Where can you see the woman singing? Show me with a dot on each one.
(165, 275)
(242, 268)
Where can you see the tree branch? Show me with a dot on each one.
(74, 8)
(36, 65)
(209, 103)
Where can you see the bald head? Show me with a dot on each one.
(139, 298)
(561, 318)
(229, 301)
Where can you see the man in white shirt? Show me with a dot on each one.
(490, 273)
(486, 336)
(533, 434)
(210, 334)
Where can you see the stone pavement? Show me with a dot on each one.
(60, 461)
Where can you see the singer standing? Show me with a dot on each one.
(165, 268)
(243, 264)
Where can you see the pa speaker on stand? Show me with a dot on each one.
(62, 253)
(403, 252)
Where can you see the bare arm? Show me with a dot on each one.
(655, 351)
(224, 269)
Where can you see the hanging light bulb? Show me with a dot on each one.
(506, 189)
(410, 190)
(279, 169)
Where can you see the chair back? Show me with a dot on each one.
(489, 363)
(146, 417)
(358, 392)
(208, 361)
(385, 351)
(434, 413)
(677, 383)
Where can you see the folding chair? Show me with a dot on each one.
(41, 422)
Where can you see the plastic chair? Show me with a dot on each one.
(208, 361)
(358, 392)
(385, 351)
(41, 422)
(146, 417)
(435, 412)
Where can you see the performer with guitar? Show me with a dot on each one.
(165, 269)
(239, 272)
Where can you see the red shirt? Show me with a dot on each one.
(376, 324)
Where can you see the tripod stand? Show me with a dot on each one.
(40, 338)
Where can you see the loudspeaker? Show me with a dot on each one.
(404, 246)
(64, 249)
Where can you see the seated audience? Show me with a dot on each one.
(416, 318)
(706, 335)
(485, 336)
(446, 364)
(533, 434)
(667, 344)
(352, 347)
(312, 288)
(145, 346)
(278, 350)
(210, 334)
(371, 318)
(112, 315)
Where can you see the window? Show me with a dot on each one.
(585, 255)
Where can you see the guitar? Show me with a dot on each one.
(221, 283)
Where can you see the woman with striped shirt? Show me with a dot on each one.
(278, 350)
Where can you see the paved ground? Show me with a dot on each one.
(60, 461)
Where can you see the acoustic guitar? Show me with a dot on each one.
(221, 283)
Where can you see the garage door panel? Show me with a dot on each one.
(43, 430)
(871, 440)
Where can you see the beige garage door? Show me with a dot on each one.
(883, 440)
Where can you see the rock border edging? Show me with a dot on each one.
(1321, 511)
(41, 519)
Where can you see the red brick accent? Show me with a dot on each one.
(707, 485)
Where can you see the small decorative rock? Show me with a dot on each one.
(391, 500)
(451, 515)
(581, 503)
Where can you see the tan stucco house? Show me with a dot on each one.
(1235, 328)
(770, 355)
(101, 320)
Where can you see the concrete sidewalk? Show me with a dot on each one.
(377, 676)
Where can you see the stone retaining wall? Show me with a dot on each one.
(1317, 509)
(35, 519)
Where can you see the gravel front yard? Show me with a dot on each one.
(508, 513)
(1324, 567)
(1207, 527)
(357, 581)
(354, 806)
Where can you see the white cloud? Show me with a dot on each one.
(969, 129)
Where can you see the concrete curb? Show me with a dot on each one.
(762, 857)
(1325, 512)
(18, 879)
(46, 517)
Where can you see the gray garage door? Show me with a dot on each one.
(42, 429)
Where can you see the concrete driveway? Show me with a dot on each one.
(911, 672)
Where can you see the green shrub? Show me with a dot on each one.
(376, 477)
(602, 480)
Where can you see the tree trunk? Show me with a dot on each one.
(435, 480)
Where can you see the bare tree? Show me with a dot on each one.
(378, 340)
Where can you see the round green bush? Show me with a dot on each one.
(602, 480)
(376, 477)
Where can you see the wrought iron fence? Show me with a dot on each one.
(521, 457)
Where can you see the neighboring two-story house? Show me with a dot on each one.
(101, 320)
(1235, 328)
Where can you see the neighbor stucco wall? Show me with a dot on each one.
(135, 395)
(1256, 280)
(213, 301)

----

**Goal of the exercise**
Return the whole listing exactly, with every line included.

**Completed exercise**
Where can you see the woman singing? Show me with a dot on each one.
(165, 275)
(242, 268)
Where can you see the tree branch? Show me with a dot on each one.
(74, 8)
(36, 65)
(209, 103)
Where can you see the bald head? Show me with a dot on each one.
(139, 298)
(561, 318)
(229, 301)
Where can you see the man in white shirt? Show me with a dot on each one.
(490, 273)
(486, 336)
(533, 434)
(210, 334)
Where can you see the stone pavement? Show me with a dot on each one.
(60, 461)
Where can you see the singer standing? Show me with a dot on each one.
(165, 268)
(243, 264)
Where can you see the pa speaker on stand? Show me with a dot on each one.
(62, 253)
(403, 252)
Where can you see the bare arm? Show me with a dot on each one.
(655, 351)
(224, 269)
Where can you see the hanging light bulb? Show me with a dot on each one.
(506, 189)
(410, 190)
(279, 169)
Where can you see the chair back? Show me with a dot on each one.
(489, 363)
(146, 417)
(358, 392)
(208, 361)
(385, 351)
(434, 413)
(677, 383)
Where can you see the folding chair? Show me with a dot on each one.
(41, 422)
Where can you see the plastic chair? Show me with a dot on each one.
(208, 361)
(358, 392)
(385, 351)
(41, 422)
(146, 417)
(435, 412)
Where can you see the performer with guitar? Show me with a dot on each one.
(165, 269)
(239, 272)
Where can you see the red shirt? Show me with a dot on each one.
(376, 324)
Where can you see the tripod stand? Show me with a dot on each one.
(40, 338)
Where can you see the loudspeaker? Show me with a dot on each one.
(404, 246)
(64, 249)
Where can you see the seated audience? Show me with a dot on each one.
(416, 318)
(706, 335)
(485, 336)
(446, 364)
(533, 434)
(667, 344)
(352, 347)
(312, 288)
(145, 346)
(278, 350)
(210, 334)
(371, 318)
(112, 315)
Where can you see the window? Show me with a dot on each one.
(585, 255)
Where can you see the guitar? Show me with a dot on each one.
(221, 283)
Where can you see the woman with striped shirt? Show me with a dot on each one.
(278, 350)
Where can you see the paved ground? Show me with a dot on each one.
(60, 461)
Where can you see the acoustic guitar? Show me with a dot on each one.
(221, 283)
Where can you see the garage door panel? Show me with a dot on each one.
(43, 430)
(871, 440)
Where can you see the beige garage door? Show me with a dot on each one.
(883, 440)
Where can you see the rock border edging? Show me with a dot on each one.
(1321, 511)
(41, 519)
Where can you see the red brick accent? Show me with a dot on each one.
(707, 485)
Where can you see the small decorative rock? Show me with a dot on each one.
(391, 500)
(451, 515)
(581, 503)
Where can you see the tan stucco house? Show me with a dot on each one.
(1235, 328)
(770, 355)
(101, 320)
Where can you see the concrete sidewalk? Show me with a dot on each one.
(377, 676)
Where can you see the stone retaining wall? Show me with a dot on each one.
(1317, 509)
(35, 519)
Where can you see the gravel front yard? Show me with a dot on each one.
(508, 513)
(1324, 567)
(1207, 527)
(357, 581)
(354, 806)
Where can you see the white cloud? Show me with a dot on each one.
(969, 129)
Where can you see the concrete curb? Show me with a dot on each one.
(762, 857)
(1325, 512)
(18, 879)
(46, 517)
Where can you see the gray garage door? Show me with a dot on each one.
(42, 429)
Where can you see the concrete driveway? Show me with a dot on each one.
(911, 672)
Where can you see the green shrub? Show me with a dot on each one.
(376, 477)
(602, 480)
Where can you see the tree trunk? Show me with a dot on each one.
(435, 480)
Where can you see the bare tree? Show me with a dot on each one.
(378, 340)
Where can you see the round green bush? Show me with a dot on each one.
(602, 480)
(376, 477)
Where can you see the wrought iron fence? Show me with a dot on each one.
(521, 457)
Where can you see the neighboring two-story house? Show me with a dot on each one.
(101, 320)
(1235, 328)
Where can you see the neighbor stucco wall? Show me with a dot on each one.
(135, 395)
(1256, 280)
(213, 301)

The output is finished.